The growth of the factory from one building to a complex of eight buildings, each one housing a different department revealed the popularity of the product being produced by the Colonists.
The primary colorant in calico is indigo and is a “vat” dye so it didn’t dissolve in water. It was obtained from I.G. Farber Company in Germany. Once prepared, the dye bath has little blue color, and cloth dipped in it remains pale yellow/green until lifted into the air which then causes it to turn blue. Strange, right? And you might be interested to know that the dye was not totally colorfast. So what did this mean for folks? Well, the blue dresses, pants or shirts would fade onto undergarments, pine church pews if you sat long enough and even onto the hands of those who might weave strips of the cloth into rugs.

(Region annotation entries)

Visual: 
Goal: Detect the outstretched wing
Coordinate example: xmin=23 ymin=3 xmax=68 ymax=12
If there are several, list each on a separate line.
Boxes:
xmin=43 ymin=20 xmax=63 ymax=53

To-do list>
(1) According to the calico passage, where was the indigo dye obtained from?
(2) Can you rewrite the paragraph of the calico passage that begins "The primary colorant in calico" as a short list of its main facts?
(3) Could you carry on the calico text from its final sentence?

Results of the exercise>
(1) From the I.G. Farber Company in Germany.

(2)
- Indigo, the main colorant in calico, is a "vat" dye that doesn't dissolve in water.
- It came from the I.G. Farber Company in Germany.
- The prepared dye bath shows little blue. Dipped cloth stays pale yellow/green until lifted into the air, when it turns blue.
- The dye was not fully colorfast.
- Blue clothing faded onto undergarments, onto pine church pews, and onto the hands of people weaving the cloth into rugs.

(3)
Wood blocks used for stamping were hand-carved of fruit woods, inked and stamped on the surface of the fabric to repeat designs. (That's a portion of a wood block stamp. The mitten has nothing to do with calico--it just happened to be a part of a display). Soon roller printing, with engraved copper rollers or cylinders replaced hand-carved blocks. Below is a picture of one of the copper rollers used in the Colonies.
During its prime in 1891, the calico factory was producing about 4,500 yards of material per day. Now that’s a lot of fabric! The mill also supplied the Amana General Stores with yard goods for clothing. The fabric sold from $.06-.25 a yard over the years of its production. Families from surrounding communities made many of their purchases at the village stores.
If you’ve visited Amana, you likely know that the original print factory was located on the site of the present Amana Furniture Shop, the smallest brick building being part of the original factory. Inside the furniture shop, you’ll discover information about the calico mill.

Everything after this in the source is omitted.